Descrizione esercizio:
Modifica il tratto del testo sulla locazione che va da "Rilevato che il" fino a "dell’art. 663 c.p.c.", mettendo "inquilino" al posto di "conduttore".

### Testo citato ###

Ai sensi dell’art. 1, comma 346, l. n. 311/2004, un contratto di locazione non registrato è nullo; tuttavia, tale nullità è sanabile ex nunc con la registrazione, sicché il contratto deve considerarsi valido a far tempo dalla sua registrazione, giungendo a produrre i suoi normali effetti.
Rilevato che il conduttore intimato, costituitosi in giudizio, si è opposto alla convalida dello sfratto, sicché non ricorrono le condizioni onde provvedere a norma dell’art. 663 c.p.c.

### Righe estratte ###

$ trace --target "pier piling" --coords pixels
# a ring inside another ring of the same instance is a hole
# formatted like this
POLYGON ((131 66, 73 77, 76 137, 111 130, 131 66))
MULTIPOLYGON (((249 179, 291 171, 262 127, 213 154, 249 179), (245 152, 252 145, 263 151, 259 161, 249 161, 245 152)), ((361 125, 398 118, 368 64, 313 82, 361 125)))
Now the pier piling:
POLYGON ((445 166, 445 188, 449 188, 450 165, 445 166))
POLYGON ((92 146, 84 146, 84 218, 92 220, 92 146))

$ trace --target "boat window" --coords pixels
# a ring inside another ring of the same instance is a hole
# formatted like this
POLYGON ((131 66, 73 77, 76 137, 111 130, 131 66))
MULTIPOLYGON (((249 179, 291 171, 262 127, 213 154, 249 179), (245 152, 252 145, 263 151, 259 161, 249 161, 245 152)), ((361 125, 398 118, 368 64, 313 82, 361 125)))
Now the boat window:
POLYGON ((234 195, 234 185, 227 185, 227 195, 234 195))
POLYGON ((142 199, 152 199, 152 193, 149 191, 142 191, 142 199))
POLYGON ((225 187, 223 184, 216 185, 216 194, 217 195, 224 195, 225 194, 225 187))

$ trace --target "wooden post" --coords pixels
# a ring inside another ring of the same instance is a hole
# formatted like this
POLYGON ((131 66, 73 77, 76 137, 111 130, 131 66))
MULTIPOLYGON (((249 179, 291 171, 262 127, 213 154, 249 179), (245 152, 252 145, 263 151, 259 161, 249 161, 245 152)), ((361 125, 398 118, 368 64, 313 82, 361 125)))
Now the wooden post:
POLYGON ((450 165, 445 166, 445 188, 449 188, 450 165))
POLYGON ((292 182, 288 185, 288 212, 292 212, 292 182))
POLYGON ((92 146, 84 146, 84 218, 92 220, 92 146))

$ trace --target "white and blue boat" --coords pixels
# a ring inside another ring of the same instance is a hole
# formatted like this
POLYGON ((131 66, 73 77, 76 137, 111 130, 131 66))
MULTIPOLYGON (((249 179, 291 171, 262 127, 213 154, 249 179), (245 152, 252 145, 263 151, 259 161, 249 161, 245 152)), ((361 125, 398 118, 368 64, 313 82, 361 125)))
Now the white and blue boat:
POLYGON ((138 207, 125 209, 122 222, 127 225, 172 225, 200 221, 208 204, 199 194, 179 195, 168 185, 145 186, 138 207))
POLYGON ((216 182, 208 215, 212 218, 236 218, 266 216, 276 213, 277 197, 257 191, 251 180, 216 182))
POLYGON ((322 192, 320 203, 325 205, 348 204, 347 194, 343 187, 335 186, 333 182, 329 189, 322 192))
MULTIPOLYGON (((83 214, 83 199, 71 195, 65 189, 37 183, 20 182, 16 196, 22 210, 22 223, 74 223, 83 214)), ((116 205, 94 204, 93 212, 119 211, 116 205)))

###

Risultato:
Rilevato che il inquilino intimato, costituitosi in giudizio, si è opposto alla convalida dello sfratto, sicché non ricorrono le condizioni onde provvedere a norma dell’art. 663 c.p.c.